Extrait du document.
--------------------
Adam et le Christ [NOTE 15bis]
32. Mais d'où notre premier père tient-il son être? De la volonté et de la sagesse de Dieu et de la terre vierge. «Car Dieu, dit l'Écriture, n'avait pas fait pleuvoir avant la création de l'homme, et il n'y avait pas d'homme pour travailler la terre.» Or, Dieu prit du limon de cette terre, tandis qu'elle était encore vierge, et il en créa l'homme qui fut la souche du genre humain. Le Seigneur voulant récapituler l'homme a suivi, en s'incarnant, la même économie. Il est né d'une Vierge, par la volonté et la sagesse de Dieu, afin qu'il fût bien évident qu'il avait un corps semblable à celui d'Adam, et qu'il était devenu ce qu'avait été au commencement l'homme, fait à l'image et à la ressemblance (cf. Gn 1, 27).
Les deux Eves [NOTE 16]
33. Ce fut à cause d'une vierge désobéissante que l'homme fut frappé, et après sa chute, devint sujet à la mort. De même, c'est à cause de la Vierge docile à la parole de Dieu que l'homme a été ramené à la vie et la recouvra. Le Seigneur est venu chercher la brebis perdue, c'est-à-dire l'homme qui s'était égaré. Ce pourquoi il ne s'est fait créature que par celle-là même qui était issue de la race d'Adam, et il en a gardé toute la ressemblance. En effet, il était nécessaire qu'Adam fût récapitulé dans [PAGE 43] le Christ afin que ce qui est mortel fût englouti par l'immortalité, qu'Eve fût restaurée en Marie, afin qu'une Vierge devenant l'avocate d'une vierge, la désobéissance de l'une fût détruite par l'obéissance de l'autre.
L'arbre de la connaissance et l'arbre de la croix [NOTE 17]
34. Et ce péché auquel le bois avait donné naissance a été effacé par le bois de l'obéissance, sur lequel a été cloué le Fils de l'homme, obéissant à Dieu; ainsi, en abolissant la science du mal, il a introduit et distribué la science du bien. Et comme le mal est de désobéir à Dieu, obéir à Dieu est le bien. Voilà pourquoi le Verbe parle par la bouche du prophète Isaïe, en révélant d'avance ce qui doit s'accomplir – puisque être prophète, c'est annoncer l'avenir. Or, le Verbe, par ce moyen, parle en ces termes: «Je ne refuserai pas et ne contredirai pas. J'ai présenté mon dos aux coups et mes joues aux soufflets, et je n'ai pas soustrait mon visage à d'ignominieux crachats» (Is 50, 6). Or, par l'obéissance qu'il a pratiquée jusqu'à la mort en étant attaché sur le bois, il a expié l'antique désobéissance provoquée par le bois.
--------------------
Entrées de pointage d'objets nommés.
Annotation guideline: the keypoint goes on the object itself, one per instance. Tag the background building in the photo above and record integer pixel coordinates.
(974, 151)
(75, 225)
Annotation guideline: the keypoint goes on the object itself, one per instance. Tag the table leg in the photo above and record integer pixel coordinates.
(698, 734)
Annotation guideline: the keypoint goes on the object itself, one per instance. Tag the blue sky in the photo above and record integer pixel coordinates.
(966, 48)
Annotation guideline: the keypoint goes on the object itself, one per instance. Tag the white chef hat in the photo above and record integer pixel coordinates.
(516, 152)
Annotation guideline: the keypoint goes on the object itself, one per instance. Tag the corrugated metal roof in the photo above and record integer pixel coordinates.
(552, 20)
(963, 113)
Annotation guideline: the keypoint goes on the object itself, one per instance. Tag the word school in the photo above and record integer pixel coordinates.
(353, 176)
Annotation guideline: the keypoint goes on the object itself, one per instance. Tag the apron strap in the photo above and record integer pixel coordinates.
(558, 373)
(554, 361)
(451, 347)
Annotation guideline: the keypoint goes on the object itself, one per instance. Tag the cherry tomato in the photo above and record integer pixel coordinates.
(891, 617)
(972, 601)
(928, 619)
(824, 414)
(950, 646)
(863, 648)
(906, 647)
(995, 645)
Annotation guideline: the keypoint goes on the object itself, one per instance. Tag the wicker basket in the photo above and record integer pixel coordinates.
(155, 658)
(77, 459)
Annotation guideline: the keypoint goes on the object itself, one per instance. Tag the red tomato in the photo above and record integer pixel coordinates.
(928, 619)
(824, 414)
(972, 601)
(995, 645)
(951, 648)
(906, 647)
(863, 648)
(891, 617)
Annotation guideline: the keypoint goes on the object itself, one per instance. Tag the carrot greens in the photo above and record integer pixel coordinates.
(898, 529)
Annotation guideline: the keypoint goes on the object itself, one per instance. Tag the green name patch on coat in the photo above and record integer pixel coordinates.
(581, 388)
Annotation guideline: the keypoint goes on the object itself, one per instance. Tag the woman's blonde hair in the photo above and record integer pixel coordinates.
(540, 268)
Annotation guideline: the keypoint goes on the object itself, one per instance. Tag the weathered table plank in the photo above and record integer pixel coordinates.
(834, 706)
--------------------
Exercice 1. Selon l'extrait, à partir de quoi Dieu créa-t-il l'homme ?
Exercice 2. Relevez tous les titres de section de l'extrait, sans les renvois aux notes.

Réponse attendue 1. Du limon de la terre, tandis qu'elle était encore vierge.

Réponse attendue 2.
- Adam et le Christ
- Les deux Eves
- L'arbre de la connaissance et l'arbre de la croix